TORONTO - When Canadian filmmaker John Walker was just 16 he faced an enviable career crossroads: either play drums with his Montreal band as the opening act for Frank Zappa in California, or start a job in a movie studio that same week.

An avid photographer, Walker took the film job that summer in 1969 and went on to helm several Gemini-honoured documentaries, including "Utshimassits: Place of the Boss," "The Hand of Stalin," and "Men of the Deeps."

As for the sticks, Walker gave them up and didn't touch them again until last year, while shooting his new doc, "A Drummer's Dream," in which world-renowned percussionists gather at an Ontario farm to teach 40 students.

"I didn't tell anybody that I'd been a drummer and finally in the last day in a jam session, the students ... brought up the sticks and I had to play. And I was intimidated like, beyond belief, with these world's greatest masters," Walker recalled in an interview.

"But when I played, it was like I slipped into this zone and it was like I couldn't believe how easy it was, and I finally realized: once a drummer, always a drummer."

═══

Write the next few paragraphs of the article about filmmaker John Walker and his drumming documentary, starting right after its final quoted sentence. The lines that follow are from a separate source and are unrelated to the article above.

═══

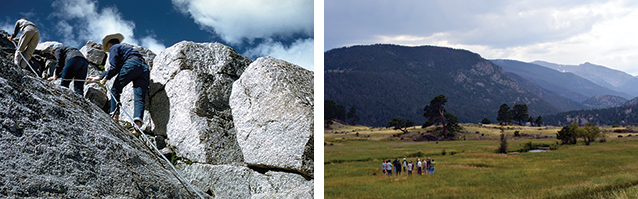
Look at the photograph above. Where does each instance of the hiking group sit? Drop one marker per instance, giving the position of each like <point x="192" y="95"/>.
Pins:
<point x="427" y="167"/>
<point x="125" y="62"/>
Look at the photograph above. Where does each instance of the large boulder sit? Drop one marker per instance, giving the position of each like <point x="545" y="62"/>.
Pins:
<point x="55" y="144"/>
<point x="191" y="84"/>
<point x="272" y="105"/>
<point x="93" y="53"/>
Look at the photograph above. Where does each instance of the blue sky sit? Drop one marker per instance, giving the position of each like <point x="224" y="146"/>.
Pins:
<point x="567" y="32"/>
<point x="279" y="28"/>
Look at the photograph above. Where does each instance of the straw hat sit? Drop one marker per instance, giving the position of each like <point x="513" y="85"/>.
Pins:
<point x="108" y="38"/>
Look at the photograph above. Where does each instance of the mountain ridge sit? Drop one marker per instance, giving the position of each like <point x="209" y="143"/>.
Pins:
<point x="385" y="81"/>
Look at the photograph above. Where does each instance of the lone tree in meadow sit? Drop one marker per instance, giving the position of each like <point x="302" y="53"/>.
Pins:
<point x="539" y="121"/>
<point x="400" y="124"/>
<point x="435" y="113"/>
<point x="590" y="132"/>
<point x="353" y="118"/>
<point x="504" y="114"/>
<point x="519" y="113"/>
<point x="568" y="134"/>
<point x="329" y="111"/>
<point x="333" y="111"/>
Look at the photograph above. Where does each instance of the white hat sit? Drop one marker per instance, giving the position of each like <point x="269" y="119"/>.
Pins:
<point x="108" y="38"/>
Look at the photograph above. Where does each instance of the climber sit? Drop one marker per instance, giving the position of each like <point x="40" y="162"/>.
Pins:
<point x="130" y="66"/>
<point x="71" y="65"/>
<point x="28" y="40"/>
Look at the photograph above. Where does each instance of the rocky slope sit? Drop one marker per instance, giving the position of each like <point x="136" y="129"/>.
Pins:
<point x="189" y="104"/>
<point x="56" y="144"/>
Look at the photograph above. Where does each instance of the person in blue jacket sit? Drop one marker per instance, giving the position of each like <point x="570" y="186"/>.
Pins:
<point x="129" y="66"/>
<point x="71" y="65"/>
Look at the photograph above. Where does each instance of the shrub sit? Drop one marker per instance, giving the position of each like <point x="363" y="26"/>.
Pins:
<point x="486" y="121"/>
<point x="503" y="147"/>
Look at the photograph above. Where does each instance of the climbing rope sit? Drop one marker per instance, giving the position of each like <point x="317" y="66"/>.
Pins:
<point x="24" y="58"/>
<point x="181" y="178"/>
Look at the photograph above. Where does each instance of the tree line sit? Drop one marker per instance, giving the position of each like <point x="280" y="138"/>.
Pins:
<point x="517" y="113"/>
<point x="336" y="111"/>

═══

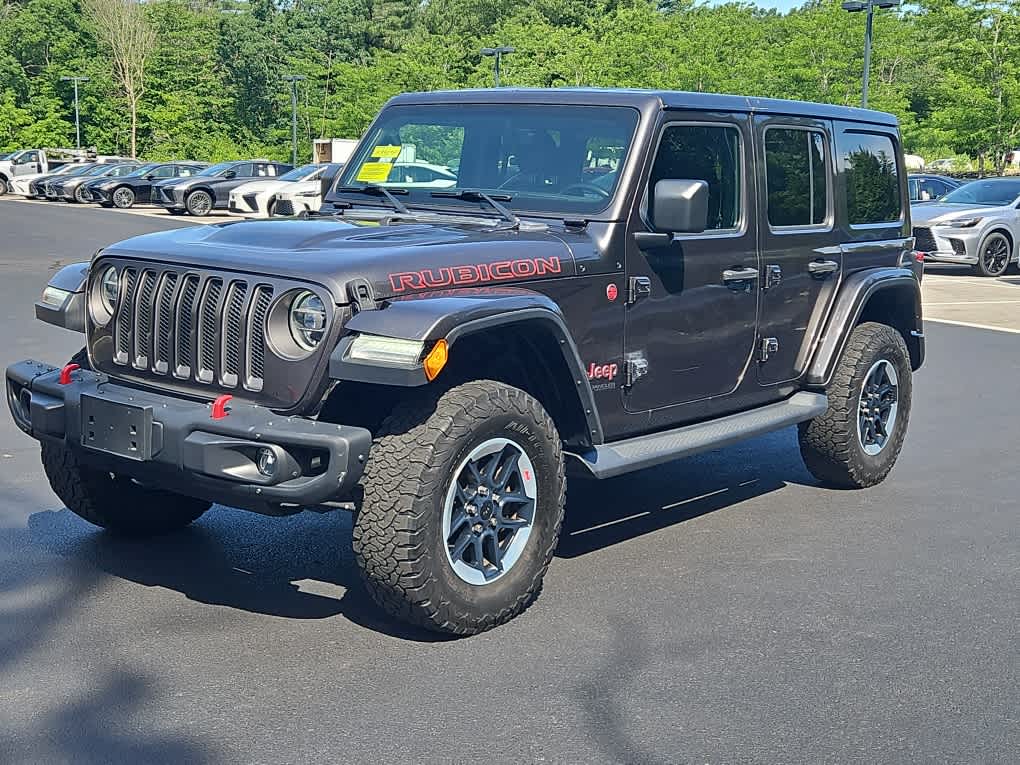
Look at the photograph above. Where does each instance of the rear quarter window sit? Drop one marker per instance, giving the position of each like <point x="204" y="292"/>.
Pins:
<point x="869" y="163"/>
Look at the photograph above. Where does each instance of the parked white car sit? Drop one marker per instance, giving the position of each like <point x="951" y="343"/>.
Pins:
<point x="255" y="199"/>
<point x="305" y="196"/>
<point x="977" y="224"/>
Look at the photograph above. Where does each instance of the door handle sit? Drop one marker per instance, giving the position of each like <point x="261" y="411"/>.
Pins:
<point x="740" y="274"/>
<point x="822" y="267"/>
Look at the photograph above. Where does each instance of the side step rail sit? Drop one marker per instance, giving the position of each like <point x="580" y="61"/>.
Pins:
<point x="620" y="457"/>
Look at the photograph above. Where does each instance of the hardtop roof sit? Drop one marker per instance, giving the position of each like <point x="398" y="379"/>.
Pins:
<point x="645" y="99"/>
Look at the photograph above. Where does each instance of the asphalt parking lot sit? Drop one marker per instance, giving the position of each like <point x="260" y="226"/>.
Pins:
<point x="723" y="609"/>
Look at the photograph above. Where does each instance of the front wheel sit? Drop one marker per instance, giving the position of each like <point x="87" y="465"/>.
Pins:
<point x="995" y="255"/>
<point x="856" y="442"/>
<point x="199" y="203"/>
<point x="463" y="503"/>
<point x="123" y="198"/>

═══

--- EXERCISE RESULT ---
"A Drummer's Dream," which is screening at Toronto's Hot Docs film festival, profiles seven master musicians as they come together to instruct and jam at a cottage-country camp in Westport, Ont.

Nasyr Abdul Al-Khabyyr, a Hull, Que., native who played drums with trumpet legend Dizzy Gillespie for six years, organized the gathering that also included Mike Mangini, billed as the fastest drummer in the world, and Latin conga great Giovanni Hidalgo.

Also there was Raul Rekow, Dennis Chambers, Horacio (El-Negro) Hernandez and Kenwood Dennard, all of who have drummed with big names including Gillespie and Carlos Santana.

"These guys are like absolute top of the game," said Walker, who lives in Halifax. "They're not known to the general public but ... they are absolute masters."

The doc, co-produced with the National Film Board of Canada, was shot at a former YMCA camp that Al-Khabyyr shares with 20 families. Cameras capture the instrumentalists tuning their drums, jamming, and sharing their insights and memories in front teenaged and adult pupils.

Scenes often play out with little editing or cutaways, and drummers will relish the uninterrupted shots of the masters pounding away on their kits, occasionally stopping to discuss their thought process.

"When I saw Mike Mangini's drum set being set up, it was like a Rolls-Royce," said Walker. "I sat down at the set, and I picked up a pair of sticks which I hadn't touched in, like, almost 40 years and I went, tap, tap, tap, put the sticks down and walked away from them.

"It was like sitting in a Ferrari and not turning on the key."

Many of the featured musicians hadn't been to Canada before, let alone the wilderness, and got a kick out out of the setting, said Walker.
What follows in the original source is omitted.